§ Excerpted passage
- - - - - - -

When diagnosing and treating various bodily ailments, such as with patients suffering from shock or cardiovascular problems, medical personnel often find it desirable to measure and/or monitor a patient's blood pressure. Advantageously, by measuring and/or monitoring the blood pressure of these and other types of patients, medical personnel are better able to detect blood flow difficulties and other cardiovascular problems at an early stage. As a result, the use of blood pressure measurement and monitoring may increase the likelihood that a patient can be successfully treated and/or provided with needed emergency assistance.
A variety of methods are currently used for measuring and/or monitoring blood pressure. For example, medical personnel frequently use various indirect blood pressure measurement techniques, such as measuring a patient's blood pressure by using a pressure cuff and a stethoscope. In addition, blood pressure measurements are often made using a number of direct measurement and monitoring techniques. Notably, when diagnosing and/or treating critically ill patients, such direct techniques are greatly preferred over any of the indirect techniques. Direct blood pressure measurement and monitoring techniques are generally accurate to within about one percent, and facilitate the continuous monitoring of a patient's blood pressure on a beat-to-beat basis. Direct blood pressure monitoring also enables the rapid detection of a change in cardiovascular activity, and this may be of significant importance in emergency situations.

- - - - - - -

§ Data extract

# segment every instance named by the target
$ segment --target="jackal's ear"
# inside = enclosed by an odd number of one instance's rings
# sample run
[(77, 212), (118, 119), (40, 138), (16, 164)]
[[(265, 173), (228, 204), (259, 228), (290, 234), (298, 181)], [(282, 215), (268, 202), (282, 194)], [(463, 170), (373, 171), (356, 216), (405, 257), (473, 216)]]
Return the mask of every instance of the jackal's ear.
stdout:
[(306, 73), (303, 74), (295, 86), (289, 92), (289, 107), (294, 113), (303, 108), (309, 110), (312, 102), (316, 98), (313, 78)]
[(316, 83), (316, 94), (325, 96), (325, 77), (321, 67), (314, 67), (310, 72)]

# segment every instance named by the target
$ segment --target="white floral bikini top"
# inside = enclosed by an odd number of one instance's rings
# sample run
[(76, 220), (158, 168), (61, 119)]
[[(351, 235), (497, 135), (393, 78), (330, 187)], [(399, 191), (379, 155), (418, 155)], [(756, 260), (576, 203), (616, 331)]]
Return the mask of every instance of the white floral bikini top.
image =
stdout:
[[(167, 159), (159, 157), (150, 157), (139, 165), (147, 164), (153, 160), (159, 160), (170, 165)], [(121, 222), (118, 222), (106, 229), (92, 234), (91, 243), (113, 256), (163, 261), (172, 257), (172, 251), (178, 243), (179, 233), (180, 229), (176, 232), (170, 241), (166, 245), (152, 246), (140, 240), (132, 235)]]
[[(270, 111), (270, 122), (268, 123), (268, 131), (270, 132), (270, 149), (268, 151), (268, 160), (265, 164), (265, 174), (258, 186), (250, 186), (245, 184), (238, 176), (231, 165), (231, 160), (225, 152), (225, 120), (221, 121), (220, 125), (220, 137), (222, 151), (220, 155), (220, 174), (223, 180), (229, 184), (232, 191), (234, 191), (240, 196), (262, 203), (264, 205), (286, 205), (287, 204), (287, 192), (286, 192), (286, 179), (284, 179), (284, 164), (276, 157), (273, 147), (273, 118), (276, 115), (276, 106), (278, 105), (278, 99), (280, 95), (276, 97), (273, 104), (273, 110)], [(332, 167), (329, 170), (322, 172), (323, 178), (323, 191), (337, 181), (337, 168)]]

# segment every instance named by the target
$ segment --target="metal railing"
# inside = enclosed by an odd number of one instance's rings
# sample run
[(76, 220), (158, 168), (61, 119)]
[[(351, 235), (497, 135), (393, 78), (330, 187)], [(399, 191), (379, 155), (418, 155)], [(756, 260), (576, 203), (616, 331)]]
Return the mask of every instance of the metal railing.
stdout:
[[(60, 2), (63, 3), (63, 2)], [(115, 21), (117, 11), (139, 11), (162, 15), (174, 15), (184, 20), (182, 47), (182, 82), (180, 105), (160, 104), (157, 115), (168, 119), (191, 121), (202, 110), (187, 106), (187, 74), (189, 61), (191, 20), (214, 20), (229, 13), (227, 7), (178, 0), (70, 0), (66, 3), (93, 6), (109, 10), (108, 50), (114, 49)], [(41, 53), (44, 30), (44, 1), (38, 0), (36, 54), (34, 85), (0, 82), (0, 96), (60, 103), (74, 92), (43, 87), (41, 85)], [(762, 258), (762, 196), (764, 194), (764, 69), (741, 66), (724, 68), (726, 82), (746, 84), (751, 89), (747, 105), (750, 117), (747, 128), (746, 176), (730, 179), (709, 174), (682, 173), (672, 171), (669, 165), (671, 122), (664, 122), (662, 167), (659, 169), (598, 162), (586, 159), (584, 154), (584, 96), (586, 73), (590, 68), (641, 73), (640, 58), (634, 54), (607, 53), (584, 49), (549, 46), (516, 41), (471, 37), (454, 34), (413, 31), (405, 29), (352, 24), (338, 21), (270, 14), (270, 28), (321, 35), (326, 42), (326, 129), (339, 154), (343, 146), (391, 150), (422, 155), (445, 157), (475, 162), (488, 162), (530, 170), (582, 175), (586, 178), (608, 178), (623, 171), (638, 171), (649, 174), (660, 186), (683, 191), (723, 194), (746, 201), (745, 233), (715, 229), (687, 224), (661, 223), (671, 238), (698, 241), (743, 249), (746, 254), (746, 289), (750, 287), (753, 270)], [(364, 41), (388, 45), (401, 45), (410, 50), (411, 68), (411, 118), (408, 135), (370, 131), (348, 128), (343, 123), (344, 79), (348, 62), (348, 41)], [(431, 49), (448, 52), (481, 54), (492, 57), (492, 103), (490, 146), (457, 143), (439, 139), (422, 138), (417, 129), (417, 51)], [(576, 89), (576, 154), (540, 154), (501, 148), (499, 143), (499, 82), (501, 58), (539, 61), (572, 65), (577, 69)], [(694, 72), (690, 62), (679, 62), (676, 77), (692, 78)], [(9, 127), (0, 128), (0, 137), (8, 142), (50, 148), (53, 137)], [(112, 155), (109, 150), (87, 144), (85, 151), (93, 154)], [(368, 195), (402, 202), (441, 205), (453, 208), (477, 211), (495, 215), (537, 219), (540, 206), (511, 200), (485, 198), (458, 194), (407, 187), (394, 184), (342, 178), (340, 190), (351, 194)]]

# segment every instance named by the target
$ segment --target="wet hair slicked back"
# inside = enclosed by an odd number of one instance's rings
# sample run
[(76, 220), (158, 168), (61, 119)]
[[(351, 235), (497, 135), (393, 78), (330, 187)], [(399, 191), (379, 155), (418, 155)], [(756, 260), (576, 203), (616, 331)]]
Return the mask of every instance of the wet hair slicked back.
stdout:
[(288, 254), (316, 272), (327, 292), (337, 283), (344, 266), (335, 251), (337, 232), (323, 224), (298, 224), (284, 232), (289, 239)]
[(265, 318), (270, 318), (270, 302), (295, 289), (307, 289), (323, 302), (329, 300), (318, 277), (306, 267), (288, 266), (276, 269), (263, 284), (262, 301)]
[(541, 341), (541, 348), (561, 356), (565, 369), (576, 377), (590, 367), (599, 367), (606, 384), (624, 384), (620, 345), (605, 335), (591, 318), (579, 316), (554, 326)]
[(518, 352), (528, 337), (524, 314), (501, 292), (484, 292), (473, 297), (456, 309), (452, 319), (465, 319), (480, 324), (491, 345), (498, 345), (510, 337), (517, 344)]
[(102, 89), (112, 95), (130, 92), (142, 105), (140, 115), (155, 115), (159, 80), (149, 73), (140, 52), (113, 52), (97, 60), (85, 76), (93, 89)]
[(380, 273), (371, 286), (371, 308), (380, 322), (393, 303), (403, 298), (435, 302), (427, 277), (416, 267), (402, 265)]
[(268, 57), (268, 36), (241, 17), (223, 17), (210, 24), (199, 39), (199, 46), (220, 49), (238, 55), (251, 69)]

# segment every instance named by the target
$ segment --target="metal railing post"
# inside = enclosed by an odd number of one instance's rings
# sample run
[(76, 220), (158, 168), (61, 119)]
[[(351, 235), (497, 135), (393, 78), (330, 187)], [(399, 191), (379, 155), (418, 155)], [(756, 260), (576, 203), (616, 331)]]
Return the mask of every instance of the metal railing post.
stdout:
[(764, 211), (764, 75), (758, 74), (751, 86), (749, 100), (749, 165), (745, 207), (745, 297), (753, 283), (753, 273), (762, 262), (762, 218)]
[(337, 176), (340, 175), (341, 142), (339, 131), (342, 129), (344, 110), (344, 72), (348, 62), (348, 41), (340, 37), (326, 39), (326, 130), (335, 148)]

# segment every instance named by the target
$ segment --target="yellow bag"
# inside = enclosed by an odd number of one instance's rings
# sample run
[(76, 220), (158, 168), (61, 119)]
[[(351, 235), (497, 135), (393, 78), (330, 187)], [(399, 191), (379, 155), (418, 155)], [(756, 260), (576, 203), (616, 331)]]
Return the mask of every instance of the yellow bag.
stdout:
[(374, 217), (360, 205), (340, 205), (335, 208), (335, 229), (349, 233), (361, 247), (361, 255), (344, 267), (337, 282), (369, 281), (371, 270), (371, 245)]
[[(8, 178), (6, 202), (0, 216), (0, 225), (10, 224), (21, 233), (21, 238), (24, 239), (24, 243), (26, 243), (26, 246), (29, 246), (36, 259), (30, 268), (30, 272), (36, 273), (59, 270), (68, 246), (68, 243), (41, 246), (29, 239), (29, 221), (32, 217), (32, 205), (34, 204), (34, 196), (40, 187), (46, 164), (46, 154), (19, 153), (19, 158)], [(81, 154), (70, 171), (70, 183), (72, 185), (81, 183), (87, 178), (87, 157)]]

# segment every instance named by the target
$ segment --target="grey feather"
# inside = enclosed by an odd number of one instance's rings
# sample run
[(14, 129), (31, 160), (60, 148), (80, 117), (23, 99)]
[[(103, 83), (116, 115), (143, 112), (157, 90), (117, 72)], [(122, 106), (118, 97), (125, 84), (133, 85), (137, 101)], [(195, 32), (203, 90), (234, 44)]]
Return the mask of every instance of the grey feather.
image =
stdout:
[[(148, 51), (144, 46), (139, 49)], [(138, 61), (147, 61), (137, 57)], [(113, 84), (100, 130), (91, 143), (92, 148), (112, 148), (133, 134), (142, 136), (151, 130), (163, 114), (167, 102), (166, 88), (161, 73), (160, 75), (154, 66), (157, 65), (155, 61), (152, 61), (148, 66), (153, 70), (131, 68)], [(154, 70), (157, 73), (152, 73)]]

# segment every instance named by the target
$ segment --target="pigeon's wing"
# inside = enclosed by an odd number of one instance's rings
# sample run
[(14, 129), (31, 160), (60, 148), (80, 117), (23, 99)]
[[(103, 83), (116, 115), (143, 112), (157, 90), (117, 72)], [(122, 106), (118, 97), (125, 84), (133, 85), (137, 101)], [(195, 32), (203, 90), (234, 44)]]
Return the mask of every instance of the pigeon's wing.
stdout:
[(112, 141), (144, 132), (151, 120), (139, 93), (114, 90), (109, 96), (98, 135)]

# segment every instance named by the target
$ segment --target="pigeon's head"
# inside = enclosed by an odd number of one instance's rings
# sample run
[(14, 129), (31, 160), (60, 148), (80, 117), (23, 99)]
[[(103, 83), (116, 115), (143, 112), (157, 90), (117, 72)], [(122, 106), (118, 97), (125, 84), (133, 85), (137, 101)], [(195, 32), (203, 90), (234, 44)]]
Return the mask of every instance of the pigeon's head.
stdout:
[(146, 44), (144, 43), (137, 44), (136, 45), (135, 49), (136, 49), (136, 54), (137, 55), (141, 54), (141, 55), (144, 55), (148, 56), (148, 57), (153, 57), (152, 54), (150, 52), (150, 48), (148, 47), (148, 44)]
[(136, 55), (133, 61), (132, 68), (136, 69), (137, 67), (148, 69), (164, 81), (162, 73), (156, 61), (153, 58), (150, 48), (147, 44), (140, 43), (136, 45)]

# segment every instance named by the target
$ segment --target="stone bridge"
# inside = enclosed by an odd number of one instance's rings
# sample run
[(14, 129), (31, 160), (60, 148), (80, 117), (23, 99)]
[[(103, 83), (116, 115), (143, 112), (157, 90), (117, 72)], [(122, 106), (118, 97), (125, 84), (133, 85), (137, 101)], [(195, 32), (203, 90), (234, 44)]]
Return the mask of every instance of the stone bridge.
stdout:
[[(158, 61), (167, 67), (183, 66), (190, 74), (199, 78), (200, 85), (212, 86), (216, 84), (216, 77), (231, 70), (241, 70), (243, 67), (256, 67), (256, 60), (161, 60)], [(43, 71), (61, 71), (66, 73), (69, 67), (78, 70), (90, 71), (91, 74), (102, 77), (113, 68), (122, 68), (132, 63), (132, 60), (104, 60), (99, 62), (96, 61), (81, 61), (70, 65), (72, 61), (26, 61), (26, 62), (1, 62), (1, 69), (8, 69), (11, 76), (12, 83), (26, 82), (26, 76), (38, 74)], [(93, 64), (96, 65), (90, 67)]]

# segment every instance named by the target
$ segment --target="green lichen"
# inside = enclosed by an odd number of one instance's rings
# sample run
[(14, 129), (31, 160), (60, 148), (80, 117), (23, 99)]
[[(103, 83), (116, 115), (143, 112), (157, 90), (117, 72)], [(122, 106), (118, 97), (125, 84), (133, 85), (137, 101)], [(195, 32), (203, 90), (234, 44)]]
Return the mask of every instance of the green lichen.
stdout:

- - - - - - -

§ Problems to work on
1 > From the blood pressure passage, quote the text starting with "When diagnosing and treating" and going on through "needed emergency assistance.".
2 > According to the blood pressure passage, how accurate are direct measurement and monitoring techniques generally?
3 > Pick up the blood pressure passage after its last sentence and keep writing.

§ Exercise results
1 >
When diagnosing and treating various bodily ailments, such as with patients suffering from shock or cardiovascular problems, medical personnel often find it desirable to measure and/or monitor a patient's blood pressure. Advantageously, by measuring and/or monitoring the blood pressure of these and other types of patients, medical personnel are better able to detect blood flow difficulties and other cardiovascular problems at an early stage. As a result, the use of blood pressure measurement and monitoring may increase the likelihood that a patient can be successfully treated and/or provided with needed emergency assistance.

2 > They are generally accurate to within about one percent.

3 >
In direct, or invasive, blood pressure monitoring systems a catheter is inserted into a patient's circulatory system with the end of the catheter having an opening to the blood stream, typically in a major or peripheral blood vessel. First, a needle is inserted into a peripheral blood vessel. For example, if it is desired to monitor arterial blood pressure, the needle may be inserted into the radial artery. If, on the other hand, venous blood pressure is to be monitored, the needle may be inserted into the antecubital, radial, jugular, or subclavian veins. Once the needle is properly inserted, a special catheter is threaded through the needle and into the blood vessel until the tip of the catheter is positioned at the particular point within the body at which it is desired to make the blood pressure measurement. Then, with the catheter in place, the needle may be withdrawn.
An I.V. set attaches to the proximal end of the catheter protruding from the patient so that a solution flows through the catheter and into the patient. The I.V. solution provides a fluid “column” through which pressure pulses are transmitted, and a pressure transducer positioned along the fluid column monitors those pressure pulses. Generally, the pressure transducer consists of a dome that functions as a reservoir for the I.V. fluid. The dome includes a resilient diaphragm that attaches to an electrical transducer. The transducer senses pressure fluctuations in the diaphragm and converts them into electrical signals which then transmit through a cable to a monitor for amplification and display. In modern systems a single silicon chip comprises both the pressure diaphragm and the measuring circuitry of the pressure transducer. Since such silicon chips are cheaply mass-produced, the total cost of pressure transducers is reduced to the extent that the transducer becomes economically disposable. The cable includes a connector so that the transducer and associated portion of the cable can be discarded after use, whereas the mating connector and cable hard-wired to the monitor can be reused. Such disposable blood pressure transducers (DPTs) are the standard of care in the OR, ICU or CCU.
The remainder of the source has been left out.